Action item: Once the line with "column 968, row 104" is found in the entries below, print it and each following line exactly, stopping after the line with "column 634, row 228"; print nothing else.

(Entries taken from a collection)
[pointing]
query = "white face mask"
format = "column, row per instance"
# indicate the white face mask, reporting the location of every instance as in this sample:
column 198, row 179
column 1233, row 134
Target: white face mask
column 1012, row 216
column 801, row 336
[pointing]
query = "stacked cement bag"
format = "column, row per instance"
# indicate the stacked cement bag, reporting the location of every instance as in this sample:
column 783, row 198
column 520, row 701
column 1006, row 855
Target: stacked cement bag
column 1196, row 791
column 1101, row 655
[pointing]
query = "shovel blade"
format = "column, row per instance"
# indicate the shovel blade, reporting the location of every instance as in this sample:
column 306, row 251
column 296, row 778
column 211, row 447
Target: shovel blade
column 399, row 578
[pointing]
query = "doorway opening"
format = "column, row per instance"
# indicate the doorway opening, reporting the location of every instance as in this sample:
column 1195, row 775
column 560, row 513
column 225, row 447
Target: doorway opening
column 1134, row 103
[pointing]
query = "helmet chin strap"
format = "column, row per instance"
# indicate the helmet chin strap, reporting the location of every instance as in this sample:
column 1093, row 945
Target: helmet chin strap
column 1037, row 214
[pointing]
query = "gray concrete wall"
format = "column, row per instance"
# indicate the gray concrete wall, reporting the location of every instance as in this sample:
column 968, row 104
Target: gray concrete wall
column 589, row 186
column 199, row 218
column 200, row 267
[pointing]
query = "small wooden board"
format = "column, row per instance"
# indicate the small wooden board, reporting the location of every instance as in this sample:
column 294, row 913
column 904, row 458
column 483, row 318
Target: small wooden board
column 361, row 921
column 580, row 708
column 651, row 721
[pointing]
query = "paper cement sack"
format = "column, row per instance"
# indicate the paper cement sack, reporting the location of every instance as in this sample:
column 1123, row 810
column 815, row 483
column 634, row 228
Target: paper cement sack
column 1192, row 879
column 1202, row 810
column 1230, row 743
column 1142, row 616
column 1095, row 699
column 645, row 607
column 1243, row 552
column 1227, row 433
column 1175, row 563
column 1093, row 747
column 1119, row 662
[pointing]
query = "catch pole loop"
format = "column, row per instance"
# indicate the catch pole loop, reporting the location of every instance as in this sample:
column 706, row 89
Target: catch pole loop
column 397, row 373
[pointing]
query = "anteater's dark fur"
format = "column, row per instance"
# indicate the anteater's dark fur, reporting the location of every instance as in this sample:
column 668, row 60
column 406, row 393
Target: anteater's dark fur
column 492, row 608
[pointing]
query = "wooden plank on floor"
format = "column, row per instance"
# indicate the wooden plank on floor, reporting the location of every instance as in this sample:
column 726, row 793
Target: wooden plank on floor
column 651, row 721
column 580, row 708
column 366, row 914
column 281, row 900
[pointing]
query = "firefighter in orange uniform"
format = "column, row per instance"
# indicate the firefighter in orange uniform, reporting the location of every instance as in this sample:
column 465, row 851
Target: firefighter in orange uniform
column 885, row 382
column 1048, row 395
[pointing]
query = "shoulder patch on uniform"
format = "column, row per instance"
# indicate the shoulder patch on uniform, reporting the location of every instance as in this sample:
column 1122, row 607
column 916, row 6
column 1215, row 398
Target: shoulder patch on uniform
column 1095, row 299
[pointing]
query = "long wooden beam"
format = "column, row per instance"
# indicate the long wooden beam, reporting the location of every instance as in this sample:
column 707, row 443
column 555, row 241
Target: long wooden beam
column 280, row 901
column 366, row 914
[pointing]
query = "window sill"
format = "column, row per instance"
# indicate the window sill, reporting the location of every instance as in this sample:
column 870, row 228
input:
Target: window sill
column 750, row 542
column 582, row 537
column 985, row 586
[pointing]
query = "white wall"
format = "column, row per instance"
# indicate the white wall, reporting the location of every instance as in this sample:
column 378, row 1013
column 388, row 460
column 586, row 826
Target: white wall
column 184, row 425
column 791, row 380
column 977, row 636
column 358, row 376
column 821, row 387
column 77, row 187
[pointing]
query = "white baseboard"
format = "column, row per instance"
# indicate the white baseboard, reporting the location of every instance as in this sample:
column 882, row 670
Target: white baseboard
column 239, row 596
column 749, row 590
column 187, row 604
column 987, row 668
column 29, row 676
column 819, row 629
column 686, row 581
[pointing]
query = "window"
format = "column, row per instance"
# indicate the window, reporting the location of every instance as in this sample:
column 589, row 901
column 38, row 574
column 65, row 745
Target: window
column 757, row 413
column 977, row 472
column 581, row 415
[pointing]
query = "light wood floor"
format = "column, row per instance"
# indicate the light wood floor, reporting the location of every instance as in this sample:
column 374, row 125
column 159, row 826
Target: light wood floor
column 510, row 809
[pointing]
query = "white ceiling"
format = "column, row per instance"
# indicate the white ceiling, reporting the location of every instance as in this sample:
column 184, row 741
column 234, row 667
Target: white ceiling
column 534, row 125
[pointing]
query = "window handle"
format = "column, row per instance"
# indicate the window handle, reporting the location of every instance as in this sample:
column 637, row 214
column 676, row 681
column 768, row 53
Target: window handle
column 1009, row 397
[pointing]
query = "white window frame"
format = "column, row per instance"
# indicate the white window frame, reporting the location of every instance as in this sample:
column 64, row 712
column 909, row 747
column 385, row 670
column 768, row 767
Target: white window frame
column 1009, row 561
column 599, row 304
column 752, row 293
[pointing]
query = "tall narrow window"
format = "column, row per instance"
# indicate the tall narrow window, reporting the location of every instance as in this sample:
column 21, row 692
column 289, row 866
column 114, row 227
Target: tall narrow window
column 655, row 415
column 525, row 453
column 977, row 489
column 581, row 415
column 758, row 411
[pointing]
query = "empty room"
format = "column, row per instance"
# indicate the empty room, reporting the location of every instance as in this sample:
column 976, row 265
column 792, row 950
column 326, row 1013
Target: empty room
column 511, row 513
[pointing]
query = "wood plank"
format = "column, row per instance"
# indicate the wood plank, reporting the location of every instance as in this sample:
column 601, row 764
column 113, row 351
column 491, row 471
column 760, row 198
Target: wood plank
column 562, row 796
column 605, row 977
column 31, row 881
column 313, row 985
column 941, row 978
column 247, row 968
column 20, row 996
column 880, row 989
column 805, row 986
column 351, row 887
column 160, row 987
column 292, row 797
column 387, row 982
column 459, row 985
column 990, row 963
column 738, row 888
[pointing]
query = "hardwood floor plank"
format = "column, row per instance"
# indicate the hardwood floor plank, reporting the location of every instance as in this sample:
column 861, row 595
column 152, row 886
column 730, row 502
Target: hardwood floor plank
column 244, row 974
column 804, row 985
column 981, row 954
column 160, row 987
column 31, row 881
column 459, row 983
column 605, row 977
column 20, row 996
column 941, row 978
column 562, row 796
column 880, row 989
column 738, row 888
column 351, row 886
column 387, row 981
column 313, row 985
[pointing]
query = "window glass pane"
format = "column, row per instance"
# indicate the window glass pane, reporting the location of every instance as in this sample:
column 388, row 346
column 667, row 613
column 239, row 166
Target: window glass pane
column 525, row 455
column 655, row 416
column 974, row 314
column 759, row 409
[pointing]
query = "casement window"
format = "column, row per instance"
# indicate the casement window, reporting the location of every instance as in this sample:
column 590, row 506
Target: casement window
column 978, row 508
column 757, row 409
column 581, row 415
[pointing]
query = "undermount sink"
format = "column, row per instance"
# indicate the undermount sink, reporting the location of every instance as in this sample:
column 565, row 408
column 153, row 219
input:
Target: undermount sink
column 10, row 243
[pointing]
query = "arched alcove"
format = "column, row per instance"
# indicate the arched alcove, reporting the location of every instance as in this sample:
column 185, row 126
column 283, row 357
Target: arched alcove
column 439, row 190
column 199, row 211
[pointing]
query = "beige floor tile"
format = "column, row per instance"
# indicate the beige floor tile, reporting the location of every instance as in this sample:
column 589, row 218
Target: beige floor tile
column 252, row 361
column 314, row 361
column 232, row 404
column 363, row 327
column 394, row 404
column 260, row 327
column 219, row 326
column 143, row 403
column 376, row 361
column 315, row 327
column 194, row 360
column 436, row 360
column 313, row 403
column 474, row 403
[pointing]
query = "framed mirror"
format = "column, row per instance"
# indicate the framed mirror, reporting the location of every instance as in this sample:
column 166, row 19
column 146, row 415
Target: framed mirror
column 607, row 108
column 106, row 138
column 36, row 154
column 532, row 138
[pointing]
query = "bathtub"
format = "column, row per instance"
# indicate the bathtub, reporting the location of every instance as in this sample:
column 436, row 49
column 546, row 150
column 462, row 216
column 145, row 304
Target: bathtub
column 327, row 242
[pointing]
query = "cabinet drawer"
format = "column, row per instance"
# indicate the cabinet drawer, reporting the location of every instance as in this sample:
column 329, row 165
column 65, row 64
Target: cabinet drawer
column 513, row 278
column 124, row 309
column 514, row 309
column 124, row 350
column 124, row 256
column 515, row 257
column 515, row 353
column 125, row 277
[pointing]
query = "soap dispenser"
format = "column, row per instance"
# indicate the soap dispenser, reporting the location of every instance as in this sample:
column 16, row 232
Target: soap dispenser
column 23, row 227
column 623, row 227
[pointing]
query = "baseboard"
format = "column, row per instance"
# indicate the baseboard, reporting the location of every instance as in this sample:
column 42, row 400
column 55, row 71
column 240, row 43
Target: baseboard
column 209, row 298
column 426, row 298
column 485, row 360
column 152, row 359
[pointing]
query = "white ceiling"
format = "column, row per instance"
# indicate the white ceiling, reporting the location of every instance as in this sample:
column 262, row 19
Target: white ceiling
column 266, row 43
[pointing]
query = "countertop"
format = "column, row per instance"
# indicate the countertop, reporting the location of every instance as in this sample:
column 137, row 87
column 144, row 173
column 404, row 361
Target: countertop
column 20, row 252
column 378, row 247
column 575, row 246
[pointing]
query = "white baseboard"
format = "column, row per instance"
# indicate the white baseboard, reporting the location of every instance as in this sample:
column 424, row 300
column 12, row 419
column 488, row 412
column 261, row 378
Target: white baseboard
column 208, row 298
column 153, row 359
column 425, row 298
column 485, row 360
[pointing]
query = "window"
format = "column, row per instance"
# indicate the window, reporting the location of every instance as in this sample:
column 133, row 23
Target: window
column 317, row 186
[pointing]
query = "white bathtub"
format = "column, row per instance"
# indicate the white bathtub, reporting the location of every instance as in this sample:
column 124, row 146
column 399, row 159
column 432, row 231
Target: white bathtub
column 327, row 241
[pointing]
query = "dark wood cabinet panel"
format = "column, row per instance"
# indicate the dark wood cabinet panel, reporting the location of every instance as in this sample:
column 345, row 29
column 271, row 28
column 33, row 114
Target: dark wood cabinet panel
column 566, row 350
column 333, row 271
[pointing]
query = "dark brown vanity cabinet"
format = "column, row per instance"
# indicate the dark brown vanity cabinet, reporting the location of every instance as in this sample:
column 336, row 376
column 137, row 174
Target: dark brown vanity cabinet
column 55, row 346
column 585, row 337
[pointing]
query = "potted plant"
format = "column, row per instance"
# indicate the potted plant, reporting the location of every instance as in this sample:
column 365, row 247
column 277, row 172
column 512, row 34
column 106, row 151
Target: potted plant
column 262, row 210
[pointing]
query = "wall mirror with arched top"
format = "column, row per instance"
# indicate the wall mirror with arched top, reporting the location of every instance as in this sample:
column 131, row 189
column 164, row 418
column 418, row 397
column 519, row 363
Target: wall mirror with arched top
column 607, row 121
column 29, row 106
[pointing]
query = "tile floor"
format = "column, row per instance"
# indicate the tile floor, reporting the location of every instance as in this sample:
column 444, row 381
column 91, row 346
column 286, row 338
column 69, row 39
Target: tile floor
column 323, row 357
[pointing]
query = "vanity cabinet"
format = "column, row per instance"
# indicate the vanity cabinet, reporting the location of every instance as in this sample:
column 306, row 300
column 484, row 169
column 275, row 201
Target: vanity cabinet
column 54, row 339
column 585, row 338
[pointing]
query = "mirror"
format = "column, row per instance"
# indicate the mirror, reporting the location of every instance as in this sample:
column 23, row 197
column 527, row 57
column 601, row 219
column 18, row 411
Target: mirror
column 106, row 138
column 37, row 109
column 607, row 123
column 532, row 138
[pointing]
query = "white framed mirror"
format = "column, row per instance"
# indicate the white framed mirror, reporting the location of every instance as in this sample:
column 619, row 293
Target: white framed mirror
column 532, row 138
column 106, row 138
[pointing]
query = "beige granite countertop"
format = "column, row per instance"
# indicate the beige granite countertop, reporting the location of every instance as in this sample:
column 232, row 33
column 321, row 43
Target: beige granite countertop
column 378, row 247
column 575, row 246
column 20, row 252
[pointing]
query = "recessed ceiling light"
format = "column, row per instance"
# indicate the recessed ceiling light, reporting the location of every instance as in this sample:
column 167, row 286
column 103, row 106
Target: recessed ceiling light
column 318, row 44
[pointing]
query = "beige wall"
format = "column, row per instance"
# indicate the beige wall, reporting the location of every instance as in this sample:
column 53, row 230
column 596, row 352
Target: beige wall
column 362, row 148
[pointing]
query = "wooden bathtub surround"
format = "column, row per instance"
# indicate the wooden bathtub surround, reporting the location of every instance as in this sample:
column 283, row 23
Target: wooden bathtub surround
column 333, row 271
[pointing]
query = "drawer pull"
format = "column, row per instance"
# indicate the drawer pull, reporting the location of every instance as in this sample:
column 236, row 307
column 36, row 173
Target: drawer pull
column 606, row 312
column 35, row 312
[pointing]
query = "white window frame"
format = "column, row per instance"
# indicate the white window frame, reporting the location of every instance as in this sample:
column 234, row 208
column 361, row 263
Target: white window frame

Result for this exercise:
column 968, row 104
Target: gray concrete wall
column 589, row 186
column 199, row 218
column 200, row 267
[pointing]
query = "small wooden board"
format = "column, row per instance"
# indicate the small wooden board, reporting the location of every instance as in this sample:
column 294, row 913
column 904, row 458
column 483, row 318
Target: small wooden board
column 361, row 921
column 580, row 708
column 651, row 721
[pointing]
query = "paper cement sack"
format = "column, row per instance"
# indicate the paper cement sack, reporting the location of every instance as in this sample:
column 1123, row 810
column 815, row 483
column 634, row 228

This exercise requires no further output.